* GIVEN REQUEST: Which lines in the material below contain the string "rose", with uppercase and lowercase treated as different? Pull out each such line and copy it in full.

# ENTRIES PROVIDED start

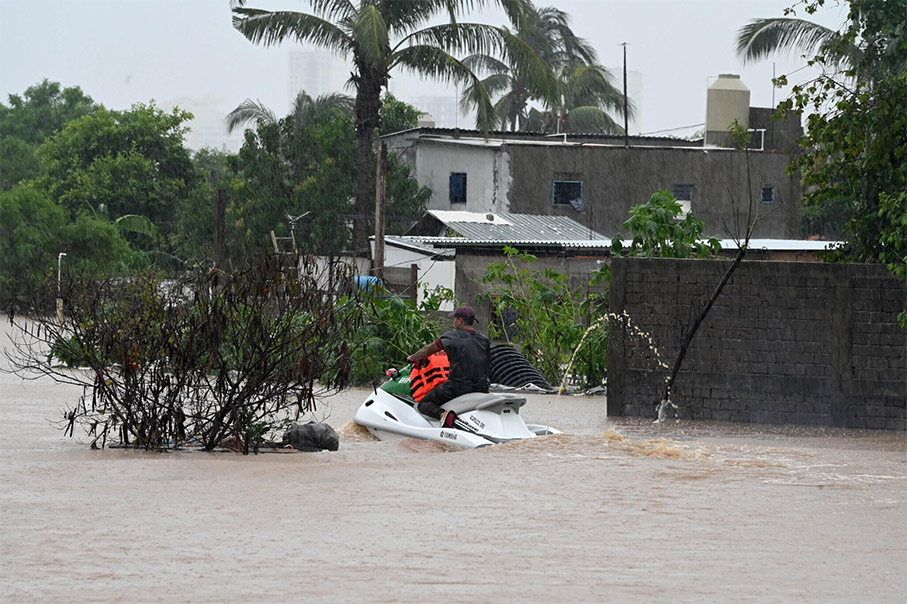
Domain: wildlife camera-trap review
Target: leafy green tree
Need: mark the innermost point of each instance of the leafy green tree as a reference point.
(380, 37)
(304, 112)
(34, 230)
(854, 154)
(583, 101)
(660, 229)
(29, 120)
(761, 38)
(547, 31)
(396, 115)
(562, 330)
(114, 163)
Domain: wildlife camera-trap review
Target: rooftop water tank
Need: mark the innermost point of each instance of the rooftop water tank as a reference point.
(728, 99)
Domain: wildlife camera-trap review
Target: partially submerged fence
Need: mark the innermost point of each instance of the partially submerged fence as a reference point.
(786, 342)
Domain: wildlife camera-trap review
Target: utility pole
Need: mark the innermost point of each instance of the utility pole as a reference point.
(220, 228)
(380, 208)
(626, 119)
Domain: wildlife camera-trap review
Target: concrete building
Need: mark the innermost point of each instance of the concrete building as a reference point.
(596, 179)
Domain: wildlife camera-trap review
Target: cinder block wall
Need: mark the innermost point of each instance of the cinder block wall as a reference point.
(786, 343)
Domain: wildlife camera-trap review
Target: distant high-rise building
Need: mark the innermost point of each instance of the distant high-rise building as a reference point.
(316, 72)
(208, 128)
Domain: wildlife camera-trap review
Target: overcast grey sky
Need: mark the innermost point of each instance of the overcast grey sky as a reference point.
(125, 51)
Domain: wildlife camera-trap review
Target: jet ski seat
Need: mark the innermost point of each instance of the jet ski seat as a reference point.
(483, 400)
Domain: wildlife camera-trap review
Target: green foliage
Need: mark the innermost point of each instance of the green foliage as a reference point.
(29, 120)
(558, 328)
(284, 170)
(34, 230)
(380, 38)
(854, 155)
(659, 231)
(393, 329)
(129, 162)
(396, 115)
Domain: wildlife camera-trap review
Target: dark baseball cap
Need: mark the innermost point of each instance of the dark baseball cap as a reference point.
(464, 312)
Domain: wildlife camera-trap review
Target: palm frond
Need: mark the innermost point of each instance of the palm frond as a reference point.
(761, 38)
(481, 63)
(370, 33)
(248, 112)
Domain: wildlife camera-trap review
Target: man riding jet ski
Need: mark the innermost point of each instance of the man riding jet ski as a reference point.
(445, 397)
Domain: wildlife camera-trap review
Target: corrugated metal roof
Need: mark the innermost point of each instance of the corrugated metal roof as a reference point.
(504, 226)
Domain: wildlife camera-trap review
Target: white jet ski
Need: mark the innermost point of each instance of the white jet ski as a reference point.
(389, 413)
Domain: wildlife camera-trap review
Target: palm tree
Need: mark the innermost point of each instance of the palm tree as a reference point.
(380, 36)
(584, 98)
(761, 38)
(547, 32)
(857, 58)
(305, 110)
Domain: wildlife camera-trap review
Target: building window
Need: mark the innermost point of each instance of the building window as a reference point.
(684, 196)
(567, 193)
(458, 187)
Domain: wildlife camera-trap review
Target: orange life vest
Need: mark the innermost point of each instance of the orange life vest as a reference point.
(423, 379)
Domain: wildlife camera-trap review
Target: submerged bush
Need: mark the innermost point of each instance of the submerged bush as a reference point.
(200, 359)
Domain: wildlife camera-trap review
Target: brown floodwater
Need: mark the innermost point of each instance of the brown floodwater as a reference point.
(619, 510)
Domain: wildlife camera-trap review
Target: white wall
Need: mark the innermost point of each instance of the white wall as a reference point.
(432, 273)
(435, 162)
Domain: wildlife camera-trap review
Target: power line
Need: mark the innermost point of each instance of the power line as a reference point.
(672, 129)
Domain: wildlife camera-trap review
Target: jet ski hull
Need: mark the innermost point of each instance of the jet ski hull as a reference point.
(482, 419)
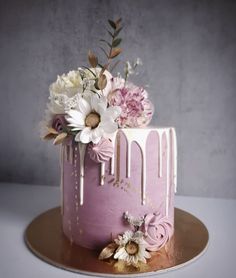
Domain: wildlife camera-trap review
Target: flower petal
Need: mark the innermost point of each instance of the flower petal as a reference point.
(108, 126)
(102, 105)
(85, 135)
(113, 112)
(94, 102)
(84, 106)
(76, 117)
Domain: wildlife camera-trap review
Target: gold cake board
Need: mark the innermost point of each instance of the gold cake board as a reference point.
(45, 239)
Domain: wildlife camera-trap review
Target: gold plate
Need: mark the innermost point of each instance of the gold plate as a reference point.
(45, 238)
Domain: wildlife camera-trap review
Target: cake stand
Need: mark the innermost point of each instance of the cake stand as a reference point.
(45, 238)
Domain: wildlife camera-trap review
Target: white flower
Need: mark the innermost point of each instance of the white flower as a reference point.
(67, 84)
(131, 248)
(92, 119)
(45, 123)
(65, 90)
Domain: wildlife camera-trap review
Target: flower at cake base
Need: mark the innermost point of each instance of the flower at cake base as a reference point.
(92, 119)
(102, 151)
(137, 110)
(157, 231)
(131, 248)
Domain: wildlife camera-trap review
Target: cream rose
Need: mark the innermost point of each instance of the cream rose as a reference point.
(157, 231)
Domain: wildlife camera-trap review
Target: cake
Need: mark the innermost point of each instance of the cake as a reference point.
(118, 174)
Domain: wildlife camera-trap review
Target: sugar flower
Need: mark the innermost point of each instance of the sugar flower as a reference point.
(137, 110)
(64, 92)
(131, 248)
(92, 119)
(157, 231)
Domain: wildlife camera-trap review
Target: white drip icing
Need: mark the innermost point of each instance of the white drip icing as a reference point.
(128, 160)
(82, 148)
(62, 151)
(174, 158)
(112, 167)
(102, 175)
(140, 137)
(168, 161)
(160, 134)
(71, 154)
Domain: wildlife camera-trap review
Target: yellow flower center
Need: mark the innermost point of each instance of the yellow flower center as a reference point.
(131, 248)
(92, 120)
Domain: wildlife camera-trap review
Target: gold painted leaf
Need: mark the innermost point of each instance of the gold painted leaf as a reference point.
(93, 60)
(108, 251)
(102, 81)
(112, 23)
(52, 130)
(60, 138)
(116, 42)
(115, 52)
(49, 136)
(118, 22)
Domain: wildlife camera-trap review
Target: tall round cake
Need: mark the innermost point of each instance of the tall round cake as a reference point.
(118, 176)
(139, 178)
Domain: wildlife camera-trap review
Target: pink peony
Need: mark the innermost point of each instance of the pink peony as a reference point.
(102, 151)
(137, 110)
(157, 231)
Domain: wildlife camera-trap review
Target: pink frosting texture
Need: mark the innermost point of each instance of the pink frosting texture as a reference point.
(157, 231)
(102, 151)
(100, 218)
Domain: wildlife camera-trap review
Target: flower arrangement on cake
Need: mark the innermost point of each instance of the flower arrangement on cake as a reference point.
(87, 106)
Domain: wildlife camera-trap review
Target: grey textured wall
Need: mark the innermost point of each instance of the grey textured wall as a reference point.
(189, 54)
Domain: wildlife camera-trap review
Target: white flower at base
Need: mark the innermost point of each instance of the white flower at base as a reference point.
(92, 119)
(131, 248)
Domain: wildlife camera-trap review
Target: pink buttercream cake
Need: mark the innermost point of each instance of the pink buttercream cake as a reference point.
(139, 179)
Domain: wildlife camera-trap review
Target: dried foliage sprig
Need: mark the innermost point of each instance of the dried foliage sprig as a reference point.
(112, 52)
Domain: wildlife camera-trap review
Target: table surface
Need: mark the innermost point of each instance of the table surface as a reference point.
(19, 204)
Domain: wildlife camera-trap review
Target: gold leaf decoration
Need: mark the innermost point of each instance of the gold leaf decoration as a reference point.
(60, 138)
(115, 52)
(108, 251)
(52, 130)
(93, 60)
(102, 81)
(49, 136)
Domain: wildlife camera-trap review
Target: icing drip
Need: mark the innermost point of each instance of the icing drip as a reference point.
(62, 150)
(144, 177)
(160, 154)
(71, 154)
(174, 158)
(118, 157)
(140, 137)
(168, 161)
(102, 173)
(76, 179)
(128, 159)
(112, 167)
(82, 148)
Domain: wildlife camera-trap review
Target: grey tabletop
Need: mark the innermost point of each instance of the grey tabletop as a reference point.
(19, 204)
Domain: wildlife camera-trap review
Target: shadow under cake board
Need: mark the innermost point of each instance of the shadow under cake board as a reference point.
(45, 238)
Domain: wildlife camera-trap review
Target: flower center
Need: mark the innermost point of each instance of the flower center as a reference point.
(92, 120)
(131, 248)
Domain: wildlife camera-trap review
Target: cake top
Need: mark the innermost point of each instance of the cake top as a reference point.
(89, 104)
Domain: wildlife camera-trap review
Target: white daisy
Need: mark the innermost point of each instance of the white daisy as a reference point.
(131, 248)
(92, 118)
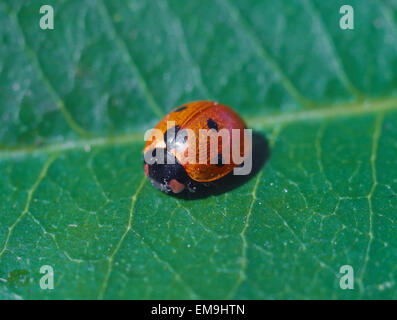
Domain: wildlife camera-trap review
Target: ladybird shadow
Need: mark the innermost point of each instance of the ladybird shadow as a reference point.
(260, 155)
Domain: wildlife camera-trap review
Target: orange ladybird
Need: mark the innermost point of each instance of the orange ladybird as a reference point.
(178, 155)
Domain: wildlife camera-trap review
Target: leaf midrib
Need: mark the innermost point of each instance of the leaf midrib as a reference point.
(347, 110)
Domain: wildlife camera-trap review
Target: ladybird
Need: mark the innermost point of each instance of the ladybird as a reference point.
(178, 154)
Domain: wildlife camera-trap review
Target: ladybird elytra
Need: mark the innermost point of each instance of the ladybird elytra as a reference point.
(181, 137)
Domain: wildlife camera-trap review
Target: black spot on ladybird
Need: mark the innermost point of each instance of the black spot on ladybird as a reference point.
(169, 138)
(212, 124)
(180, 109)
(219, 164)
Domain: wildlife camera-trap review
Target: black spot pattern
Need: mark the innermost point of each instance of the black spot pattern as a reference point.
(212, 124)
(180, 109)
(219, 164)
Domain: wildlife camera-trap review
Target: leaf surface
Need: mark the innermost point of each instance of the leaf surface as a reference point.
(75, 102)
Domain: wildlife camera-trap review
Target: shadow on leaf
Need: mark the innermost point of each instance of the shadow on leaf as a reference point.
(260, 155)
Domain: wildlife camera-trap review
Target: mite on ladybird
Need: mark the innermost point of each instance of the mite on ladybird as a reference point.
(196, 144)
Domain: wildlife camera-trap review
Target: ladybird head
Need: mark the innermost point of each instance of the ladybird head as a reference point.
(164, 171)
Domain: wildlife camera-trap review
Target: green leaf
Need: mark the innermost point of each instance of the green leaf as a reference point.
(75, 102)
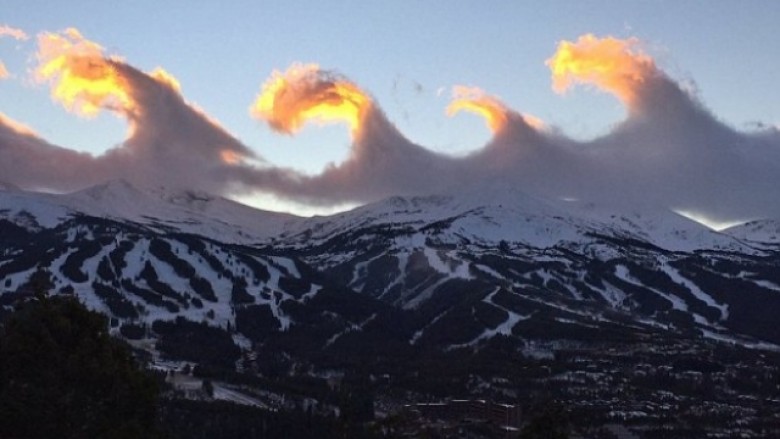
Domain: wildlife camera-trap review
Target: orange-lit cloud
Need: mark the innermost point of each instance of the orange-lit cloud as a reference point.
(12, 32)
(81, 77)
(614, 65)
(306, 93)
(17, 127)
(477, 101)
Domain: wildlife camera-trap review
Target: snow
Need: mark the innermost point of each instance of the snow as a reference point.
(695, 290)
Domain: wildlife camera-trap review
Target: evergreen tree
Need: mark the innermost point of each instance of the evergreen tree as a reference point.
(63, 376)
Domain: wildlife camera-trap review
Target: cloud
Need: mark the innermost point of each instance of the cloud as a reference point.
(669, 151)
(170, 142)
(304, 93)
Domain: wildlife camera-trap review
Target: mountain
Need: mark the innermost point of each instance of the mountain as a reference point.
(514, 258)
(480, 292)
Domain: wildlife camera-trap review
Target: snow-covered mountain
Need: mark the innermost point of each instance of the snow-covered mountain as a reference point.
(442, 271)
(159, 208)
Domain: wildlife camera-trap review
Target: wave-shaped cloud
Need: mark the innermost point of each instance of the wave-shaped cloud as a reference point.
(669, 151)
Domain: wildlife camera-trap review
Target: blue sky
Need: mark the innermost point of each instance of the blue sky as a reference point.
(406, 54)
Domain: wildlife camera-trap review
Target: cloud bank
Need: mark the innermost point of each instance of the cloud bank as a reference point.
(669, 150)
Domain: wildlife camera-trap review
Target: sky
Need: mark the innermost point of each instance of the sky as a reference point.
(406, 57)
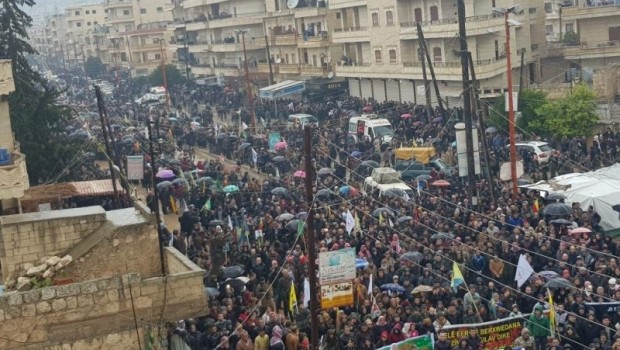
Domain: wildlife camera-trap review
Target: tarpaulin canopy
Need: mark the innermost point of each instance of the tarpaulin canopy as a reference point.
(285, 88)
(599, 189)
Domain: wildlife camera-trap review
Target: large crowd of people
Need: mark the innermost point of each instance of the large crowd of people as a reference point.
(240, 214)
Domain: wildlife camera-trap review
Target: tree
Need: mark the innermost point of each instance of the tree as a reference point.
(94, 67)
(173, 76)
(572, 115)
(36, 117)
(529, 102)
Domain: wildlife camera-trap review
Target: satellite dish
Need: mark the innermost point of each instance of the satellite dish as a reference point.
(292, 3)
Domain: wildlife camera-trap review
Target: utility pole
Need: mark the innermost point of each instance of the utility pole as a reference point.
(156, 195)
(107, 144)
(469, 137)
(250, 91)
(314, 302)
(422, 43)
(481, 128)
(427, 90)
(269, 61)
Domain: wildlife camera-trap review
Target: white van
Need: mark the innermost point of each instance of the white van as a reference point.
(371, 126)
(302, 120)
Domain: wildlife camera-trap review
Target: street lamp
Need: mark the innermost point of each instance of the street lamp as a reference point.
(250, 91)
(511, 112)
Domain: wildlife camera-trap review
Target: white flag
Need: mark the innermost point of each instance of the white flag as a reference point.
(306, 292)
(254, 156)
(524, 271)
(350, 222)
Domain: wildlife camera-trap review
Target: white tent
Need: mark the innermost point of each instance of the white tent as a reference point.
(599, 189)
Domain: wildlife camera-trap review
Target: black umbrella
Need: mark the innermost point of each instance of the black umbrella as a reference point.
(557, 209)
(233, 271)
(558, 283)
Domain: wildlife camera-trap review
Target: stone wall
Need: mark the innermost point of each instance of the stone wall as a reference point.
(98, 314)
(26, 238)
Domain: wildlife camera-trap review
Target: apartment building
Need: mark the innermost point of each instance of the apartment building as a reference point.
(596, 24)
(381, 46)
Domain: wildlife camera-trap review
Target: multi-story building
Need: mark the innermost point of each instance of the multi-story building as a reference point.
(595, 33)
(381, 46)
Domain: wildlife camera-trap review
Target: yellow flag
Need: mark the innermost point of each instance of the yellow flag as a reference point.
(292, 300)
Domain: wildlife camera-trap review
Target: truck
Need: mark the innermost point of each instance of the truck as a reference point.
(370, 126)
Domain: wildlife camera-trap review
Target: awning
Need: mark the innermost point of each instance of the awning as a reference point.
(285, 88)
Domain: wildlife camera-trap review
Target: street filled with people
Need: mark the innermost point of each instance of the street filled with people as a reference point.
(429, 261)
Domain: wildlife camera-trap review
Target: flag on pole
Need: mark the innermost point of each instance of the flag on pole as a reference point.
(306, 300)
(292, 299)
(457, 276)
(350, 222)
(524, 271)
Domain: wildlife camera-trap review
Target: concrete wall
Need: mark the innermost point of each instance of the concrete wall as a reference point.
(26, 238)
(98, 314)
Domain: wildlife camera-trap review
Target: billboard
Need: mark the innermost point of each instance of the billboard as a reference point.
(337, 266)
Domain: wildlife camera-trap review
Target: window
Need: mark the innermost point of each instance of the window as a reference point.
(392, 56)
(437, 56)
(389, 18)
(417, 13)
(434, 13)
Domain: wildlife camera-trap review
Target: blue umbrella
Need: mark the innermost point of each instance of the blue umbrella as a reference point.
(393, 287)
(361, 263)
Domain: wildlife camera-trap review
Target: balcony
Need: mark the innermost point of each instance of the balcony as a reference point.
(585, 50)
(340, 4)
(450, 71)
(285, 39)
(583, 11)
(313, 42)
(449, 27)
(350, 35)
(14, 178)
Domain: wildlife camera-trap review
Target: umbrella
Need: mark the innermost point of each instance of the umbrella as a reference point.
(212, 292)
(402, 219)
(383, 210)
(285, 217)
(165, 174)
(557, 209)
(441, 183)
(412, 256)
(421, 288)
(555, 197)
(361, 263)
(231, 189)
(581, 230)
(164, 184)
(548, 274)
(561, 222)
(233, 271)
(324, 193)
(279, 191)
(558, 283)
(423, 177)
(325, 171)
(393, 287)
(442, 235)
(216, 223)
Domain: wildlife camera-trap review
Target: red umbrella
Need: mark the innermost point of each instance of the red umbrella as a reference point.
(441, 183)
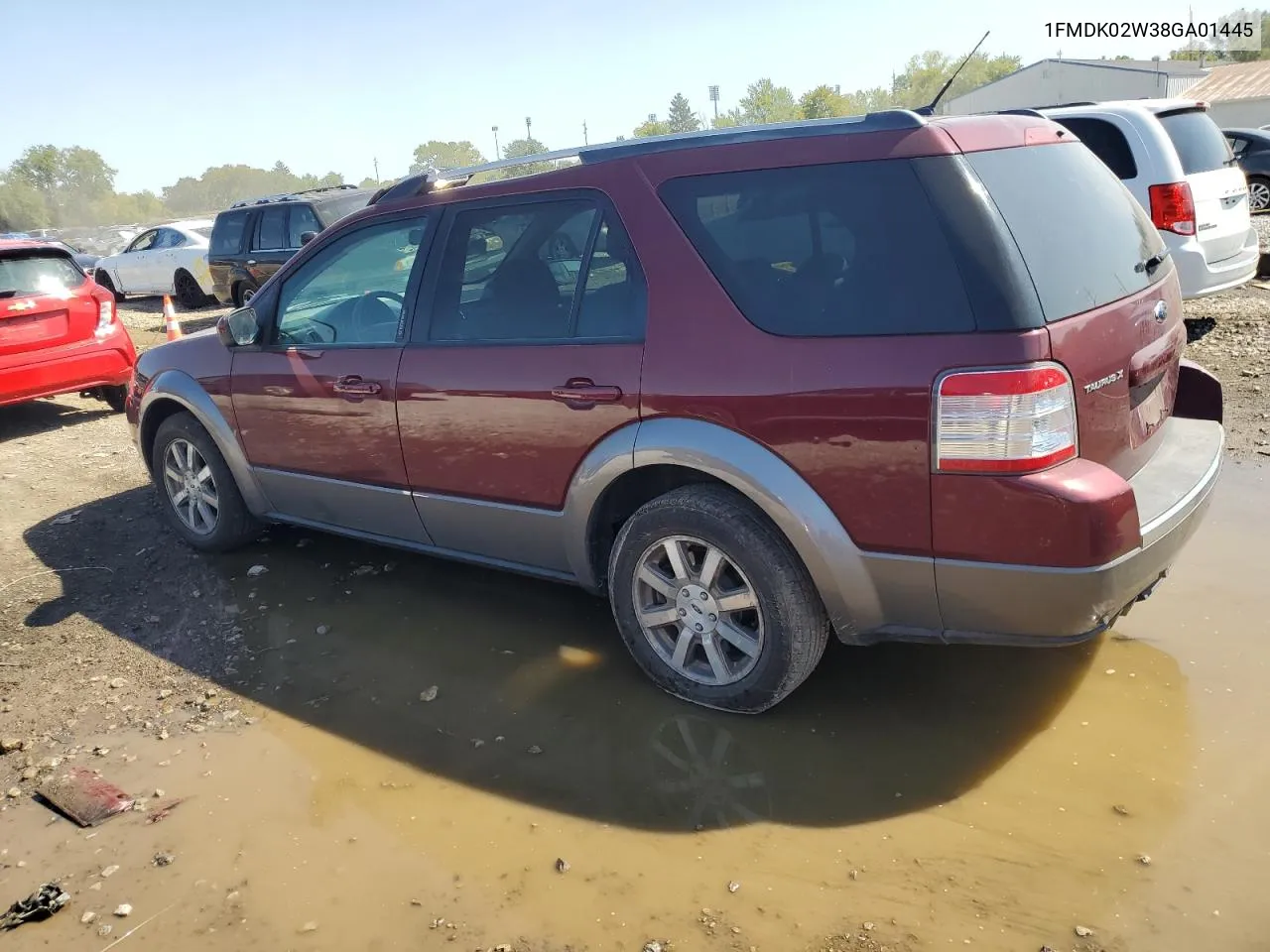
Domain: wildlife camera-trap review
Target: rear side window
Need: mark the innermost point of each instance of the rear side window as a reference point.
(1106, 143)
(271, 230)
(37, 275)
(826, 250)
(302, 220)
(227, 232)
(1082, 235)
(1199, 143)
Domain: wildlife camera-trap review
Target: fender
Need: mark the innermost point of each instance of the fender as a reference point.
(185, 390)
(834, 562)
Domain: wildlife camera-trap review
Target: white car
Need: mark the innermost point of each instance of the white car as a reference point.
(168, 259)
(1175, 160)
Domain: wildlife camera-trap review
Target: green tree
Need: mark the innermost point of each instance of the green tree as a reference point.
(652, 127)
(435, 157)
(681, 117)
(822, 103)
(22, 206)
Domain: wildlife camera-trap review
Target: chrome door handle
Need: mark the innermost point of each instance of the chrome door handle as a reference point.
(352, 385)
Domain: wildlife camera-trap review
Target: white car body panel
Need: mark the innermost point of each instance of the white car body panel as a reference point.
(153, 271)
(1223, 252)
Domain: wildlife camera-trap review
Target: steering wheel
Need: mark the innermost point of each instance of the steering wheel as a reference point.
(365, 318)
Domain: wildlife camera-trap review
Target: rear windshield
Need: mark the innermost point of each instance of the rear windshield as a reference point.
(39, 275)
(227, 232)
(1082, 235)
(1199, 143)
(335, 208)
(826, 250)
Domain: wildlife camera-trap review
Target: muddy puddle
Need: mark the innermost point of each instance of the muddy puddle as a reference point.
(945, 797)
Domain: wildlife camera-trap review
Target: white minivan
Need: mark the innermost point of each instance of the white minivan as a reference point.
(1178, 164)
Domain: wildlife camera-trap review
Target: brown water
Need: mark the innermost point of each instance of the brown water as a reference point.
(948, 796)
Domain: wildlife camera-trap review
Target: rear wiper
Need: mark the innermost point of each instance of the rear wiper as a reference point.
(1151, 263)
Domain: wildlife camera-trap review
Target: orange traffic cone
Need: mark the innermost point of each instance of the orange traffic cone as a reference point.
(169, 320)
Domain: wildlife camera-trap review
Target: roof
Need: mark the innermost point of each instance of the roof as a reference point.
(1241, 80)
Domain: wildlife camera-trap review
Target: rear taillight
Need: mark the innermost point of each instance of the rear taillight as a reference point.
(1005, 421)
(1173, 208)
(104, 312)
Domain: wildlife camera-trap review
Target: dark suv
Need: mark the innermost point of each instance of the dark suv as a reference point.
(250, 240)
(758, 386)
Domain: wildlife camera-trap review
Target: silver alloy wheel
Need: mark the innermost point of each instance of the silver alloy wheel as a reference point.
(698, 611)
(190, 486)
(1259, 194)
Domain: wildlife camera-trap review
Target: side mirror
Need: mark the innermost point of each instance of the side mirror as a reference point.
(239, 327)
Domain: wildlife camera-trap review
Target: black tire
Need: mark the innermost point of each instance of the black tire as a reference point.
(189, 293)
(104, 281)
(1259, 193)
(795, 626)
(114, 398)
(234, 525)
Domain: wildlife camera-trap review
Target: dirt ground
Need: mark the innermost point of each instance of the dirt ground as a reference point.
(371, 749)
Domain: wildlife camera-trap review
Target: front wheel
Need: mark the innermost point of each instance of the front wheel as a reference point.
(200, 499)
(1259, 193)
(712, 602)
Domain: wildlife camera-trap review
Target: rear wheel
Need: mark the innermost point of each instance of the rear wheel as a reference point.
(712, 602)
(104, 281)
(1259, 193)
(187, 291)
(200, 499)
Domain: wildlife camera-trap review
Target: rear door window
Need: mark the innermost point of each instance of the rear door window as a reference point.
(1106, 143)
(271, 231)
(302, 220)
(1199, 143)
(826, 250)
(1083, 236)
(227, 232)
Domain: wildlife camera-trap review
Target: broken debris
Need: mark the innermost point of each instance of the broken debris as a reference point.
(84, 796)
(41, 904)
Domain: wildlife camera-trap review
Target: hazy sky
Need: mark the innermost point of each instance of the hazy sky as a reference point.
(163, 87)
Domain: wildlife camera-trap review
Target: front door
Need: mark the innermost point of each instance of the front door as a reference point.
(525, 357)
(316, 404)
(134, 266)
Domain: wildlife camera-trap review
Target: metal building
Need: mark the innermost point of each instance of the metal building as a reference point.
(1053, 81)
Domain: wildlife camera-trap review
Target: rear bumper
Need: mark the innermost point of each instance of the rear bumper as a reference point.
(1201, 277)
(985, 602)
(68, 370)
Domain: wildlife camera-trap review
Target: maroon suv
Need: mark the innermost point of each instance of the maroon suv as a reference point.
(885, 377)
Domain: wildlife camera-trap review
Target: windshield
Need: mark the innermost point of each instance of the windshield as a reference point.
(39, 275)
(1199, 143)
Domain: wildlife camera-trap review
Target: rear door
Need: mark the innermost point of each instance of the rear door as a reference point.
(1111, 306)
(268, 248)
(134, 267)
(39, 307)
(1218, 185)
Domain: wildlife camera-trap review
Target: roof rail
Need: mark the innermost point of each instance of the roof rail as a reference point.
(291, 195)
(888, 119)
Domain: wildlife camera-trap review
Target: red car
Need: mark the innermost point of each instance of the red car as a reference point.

# ENTRIES PROVIDED end

* WRITTEN RESPONSE:
Target: cream rose
Need: mark the innermost point of each instance of the cream rose as a reference point.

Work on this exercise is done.